§ Given instruction A:
Answer these questions about the license discussion:
(i) What year appears beside "Google, Inc." in the copyright lines?
(ii) According to the license discussion, whom is the contributors list for?
(iii) In the United States, who holds the copyright to every word you write?
--- START OF Source extract ---
Re: your ridiculous "some animals are more equal than others" claptrap: the reason I gave Google its own line in the license file rather than adding it to CONTRIBUTORS like all of the other copyright holders (myself included) is because Google is not actually a code author, it is a legal entity which happens to own copyright to some of the contributions made by one of the contributors.
The English-language text reads:
Copyright (c) 2009, Snap Framework authors (see CONTRIBUTORS)
Copyright (c) 2010, Google, Inc.
Putting Google in the contributors file would be inaccurate because that list is for people who have put code into the project. It is a difference in categorization and essentially I am saying "the copyright to this code is owned by these people and this corporation".
You are confused. By writing down Google's name rather than your own after the copyright symbol, you are saying that they contributed the work to the project. You are the author, and may have associated moral rights (such as the right to be identified as the author), but it's not your code. It's their code, and they've done the contributing. All you got is the pay check you were going to get anyway.
Actually, no. Contribution and copyright are two different things. In the United States, every word you write is copyright by you. However, you can assign your copy rights to another entity. This allows copyright and authorship to become disjoint, even though they start out as the same thing.
--- END OF Source extract ---
--- START OF Data extract ---
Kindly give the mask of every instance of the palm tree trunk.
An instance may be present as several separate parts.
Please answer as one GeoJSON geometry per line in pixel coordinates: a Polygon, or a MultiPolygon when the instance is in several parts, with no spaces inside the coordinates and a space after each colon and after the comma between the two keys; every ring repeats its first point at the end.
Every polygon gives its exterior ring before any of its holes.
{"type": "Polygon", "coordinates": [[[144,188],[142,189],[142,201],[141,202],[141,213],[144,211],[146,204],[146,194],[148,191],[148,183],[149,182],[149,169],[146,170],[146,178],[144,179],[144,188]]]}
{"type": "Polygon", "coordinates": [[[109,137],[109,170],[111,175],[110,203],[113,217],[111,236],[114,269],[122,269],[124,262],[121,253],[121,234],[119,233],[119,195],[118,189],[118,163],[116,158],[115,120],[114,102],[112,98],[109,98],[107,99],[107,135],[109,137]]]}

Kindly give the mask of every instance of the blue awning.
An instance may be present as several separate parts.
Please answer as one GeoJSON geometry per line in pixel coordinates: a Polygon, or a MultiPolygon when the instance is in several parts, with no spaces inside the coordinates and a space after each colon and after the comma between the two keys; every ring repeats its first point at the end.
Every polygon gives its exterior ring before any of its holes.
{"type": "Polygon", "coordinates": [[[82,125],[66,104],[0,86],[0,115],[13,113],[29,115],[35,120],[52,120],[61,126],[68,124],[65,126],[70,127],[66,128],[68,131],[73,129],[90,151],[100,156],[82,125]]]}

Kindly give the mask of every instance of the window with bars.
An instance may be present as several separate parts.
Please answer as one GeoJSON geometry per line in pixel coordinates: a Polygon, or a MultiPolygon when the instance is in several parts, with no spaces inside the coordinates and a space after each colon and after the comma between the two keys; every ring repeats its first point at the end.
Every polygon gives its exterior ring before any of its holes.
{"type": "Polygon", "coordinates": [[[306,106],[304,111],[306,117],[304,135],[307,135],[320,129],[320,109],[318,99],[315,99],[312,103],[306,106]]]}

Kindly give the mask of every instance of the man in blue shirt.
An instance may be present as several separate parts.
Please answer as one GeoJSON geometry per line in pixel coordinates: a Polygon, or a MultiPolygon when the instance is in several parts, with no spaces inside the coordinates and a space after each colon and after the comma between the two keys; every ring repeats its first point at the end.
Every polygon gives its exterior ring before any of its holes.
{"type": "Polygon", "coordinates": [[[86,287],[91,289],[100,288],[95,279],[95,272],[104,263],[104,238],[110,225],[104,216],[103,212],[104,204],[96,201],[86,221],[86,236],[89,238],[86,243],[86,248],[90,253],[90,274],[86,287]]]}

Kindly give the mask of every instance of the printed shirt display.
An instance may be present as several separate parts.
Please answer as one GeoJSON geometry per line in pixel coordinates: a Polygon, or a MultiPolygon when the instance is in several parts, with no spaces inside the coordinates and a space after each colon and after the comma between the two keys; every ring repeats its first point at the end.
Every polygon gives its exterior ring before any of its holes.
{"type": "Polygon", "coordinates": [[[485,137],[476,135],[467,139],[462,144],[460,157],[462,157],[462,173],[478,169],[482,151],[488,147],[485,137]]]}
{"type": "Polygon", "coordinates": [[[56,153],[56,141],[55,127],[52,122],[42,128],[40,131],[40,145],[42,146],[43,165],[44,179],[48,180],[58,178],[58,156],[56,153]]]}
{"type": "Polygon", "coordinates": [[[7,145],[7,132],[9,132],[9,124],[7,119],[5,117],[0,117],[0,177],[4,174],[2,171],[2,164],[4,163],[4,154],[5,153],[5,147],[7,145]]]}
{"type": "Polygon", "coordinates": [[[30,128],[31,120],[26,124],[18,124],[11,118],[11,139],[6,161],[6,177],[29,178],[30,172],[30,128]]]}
--- END OF Data extract ---
§ Given instruction B: Retype the listing character for character, from the line containing "Kindly give the mask of every instance of the printed" through the end of the listing, with both ends included.

§ Exercise answer A:
(i) 2010
(ii) People who have put code into the project
(iii) You do

§ Exercise answer B:
Kindly give the mask of every instance of the printed shirt display.
An instance may be present as several separate parts.
Please answer as one GeoJSON geometry per line in pixel coordinates: a Polygon, or a MultiPolygon when the instance is in several parts, with no spaces inside the coordinates and a space after each colon and after the comma between the two keys; every ring repeats its first point at the end.
Every polygon gives its exterior ring before any of its holes.
{"type": "Polygon", "coordinates": [[[485,137],[476,135],[467,139],[462,144],[460,157],[462,157],[462,173],[478,169],[482,151],[488,147],[485,137]]]}
{"type": "Polygon", "coordinates": [[[56,153],[56,141],[55,127],[52,122],[42,128],[40,131],[40,145],[42,146],[43,165],[44,179],[48,180],[58,178],[58,156],[56,153]]]}
{"type": "Polygon", "coordinates": [[[7,145],[7,132],[9,132],[9,124],[7,119],[5,117],[0,117],[0,177],[4,174],[2,171],[2,164],[4,163],[4,154],[5,153],[5,147],[7,145]]]}
{"type": "Polygon", "coordinates": [[[30,128],[31,120],[26,124],[18,124],[11,118],[11,139],[6,161],[6,177],[29,178],[30,172],[30,128]]]}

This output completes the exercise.